DOCUMENT PASSAGE.
• • • • • • •

There are characters and locations shared (though often at different times – different stages of their lives) – Charlie X, Rachel and her lover Wick (who sells drugs in the form of customized beetles that produce memories when shoved in one’s ear), the Balcony Cliffs, and especially the giant flying killer bear, Mord. Borne himself(herself? itself?) is mentioned briefly in The Strange Bird.

So, now, what choice do I have? I picked up a copy of Borne – will read it next.

 

 

Short Story Of the Day (Flash Fiction) A Trace of Music by Robert Garner McBrearty

During all my drinking days, I listened for that music and thought it might be worth continuing to drink just to hear it once more. But, of course, it wasn’t.

• • • • • • •

Dataset records:
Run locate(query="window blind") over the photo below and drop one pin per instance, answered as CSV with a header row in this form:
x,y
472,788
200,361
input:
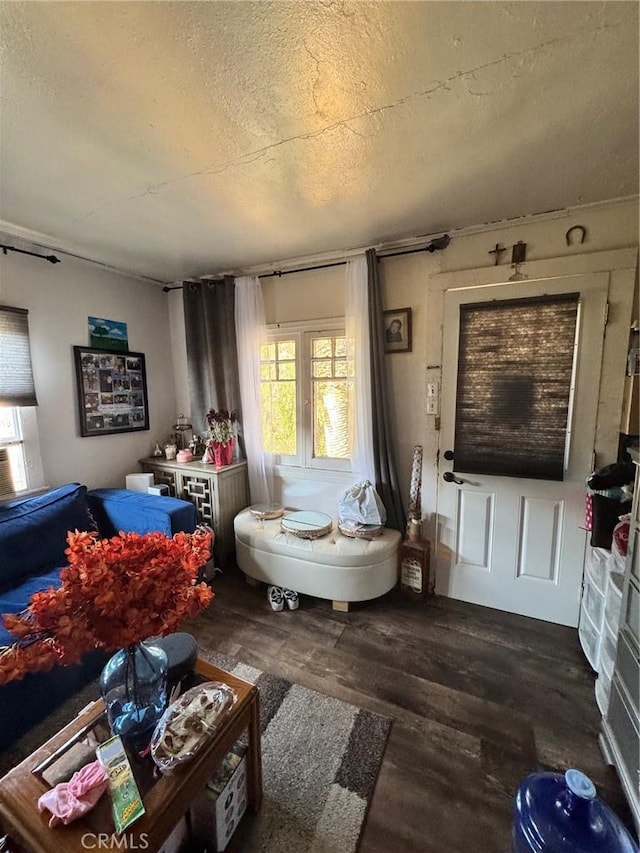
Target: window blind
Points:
x,y
515,365
16,376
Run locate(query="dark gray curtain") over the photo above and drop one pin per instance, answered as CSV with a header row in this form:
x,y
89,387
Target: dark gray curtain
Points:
x,y
212,354
386,484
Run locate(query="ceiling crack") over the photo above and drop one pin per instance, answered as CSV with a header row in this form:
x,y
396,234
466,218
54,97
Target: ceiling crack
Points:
x,y
315,83
438,86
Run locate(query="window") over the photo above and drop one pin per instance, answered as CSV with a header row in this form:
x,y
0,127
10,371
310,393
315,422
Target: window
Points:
x,y
20,465
515,375
306,385
13,471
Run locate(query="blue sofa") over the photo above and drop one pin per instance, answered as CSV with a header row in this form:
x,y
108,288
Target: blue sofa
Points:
x,y
33,534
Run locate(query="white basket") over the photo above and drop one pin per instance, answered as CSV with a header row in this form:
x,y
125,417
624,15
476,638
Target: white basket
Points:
x,y
603,691
608,651
596,563
613,602
593,601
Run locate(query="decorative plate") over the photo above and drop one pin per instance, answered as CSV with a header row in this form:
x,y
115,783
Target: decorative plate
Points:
x,y
307,525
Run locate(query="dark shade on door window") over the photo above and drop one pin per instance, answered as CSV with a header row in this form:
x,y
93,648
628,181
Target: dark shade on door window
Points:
x,y
515,365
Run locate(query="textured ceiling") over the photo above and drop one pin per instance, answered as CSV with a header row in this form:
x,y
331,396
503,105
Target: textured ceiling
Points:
x,y
181,138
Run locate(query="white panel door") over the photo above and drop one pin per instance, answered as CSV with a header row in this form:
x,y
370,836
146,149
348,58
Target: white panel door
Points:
x,y
512,543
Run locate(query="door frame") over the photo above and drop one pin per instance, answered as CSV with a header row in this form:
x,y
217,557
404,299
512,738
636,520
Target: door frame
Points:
x,y
621,265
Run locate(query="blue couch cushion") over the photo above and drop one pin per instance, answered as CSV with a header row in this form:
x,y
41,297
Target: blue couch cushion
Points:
x,y
33,532
119,509
15,600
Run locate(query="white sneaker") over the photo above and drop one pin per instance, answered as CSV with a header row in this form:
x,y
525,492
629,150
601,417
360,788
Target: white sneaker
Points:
x,y
275,597
291,598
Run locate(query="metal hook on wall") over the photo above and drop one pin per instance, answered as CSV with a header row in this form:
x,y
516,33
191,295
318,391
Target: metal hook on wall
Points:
x,y
580,228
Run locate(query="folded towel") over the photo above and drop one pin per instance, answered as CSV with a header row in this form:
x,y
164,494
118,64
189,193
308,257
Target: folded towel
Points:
x,y
70,800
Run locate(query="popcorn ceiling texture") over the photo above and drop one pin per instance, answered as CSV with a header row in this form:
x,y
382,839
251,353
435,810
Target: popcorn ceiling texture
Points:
x,y
180,139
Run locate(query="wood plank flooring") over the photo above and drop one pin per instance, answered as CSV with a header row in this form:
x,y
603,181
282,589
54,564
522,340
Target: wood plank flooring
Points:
x,y
479,698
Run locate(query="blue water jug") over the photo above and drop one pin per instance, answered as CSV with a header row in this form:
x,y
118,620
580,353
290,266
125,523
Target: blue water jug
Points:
x,y
558,813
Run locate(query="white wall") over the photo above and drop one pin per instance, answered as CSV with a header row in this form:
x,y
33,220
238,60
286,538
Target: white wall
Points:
x,y
60,298
411,281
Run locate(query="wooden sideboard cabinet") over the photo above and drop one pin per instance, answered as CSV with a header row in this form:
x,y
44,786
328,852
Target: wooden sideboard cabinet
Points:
x,y
218,494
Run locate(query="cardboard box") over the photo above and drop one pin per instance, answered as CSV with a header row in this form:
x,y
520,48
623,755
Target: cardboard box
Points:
x,y
178,838
218,809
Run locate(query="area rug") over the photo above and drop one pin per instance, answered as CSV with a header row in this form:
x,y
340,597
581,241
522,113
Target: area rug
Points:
x,y
320,762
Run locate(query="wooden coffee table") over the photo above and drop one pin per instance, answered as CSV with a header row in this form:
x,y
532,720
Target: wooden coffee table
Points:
x,y
167,800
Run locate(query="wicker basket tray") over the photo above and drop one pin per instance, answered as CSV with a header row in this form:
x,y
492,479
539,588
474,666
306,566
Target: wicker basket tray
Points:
x,y
266,511
307,525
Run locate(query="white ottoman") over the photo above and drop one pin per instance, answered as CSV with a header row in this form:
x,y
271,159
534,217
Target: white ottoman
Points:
x,y
334,566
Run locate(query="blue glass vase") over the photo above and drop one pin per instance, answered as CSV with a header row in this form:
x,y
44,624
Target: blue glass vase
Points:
x,y
558,813
133,684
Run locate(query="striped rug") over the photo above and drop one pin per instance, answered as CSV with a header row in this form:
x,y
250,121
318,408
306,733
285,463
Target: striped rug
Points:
x,y
320,762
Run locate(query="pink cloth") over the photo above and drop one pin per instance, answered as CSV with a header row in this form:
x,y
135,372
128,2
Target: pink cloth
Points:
x,y
70,800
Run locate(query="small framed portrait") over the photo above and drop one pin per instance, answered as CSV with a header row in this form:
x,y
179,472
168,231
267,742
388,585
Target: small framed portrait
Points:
x,y
397,330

• • • • • • •

WRITTEN TASK 1.
Answer these questions about the document passage.
(a) In what form does Wick sell drugs?
(b) Which book does the writer say was picked up and will be read next?
(c) What is the title of the flash fiction piece given as the short story of the day?
WRITTEN TASK 2.
Revise the document passage from "So, now, what" to "course, it wasn’t.", putting "paperback" in place of "copy".

EXPECTED OUTPUT 1.
(a) As customized beetles that produce memories when shoved in one's ear.
(b) Borne.
(c) A Trace of Music.

EXPECTED OUTPUT 2.
So, now, what choice do I have? I picked up a paperback of Borne – will read it next.

 

 

Short Story Of the Day (Flash Fiction) A Trace of Music by Robert Garner McBrearty

During all my drinking days, I listened for that music and thought it might be worth continuing to drink just to hear it once more. But, of course, it wasn’t.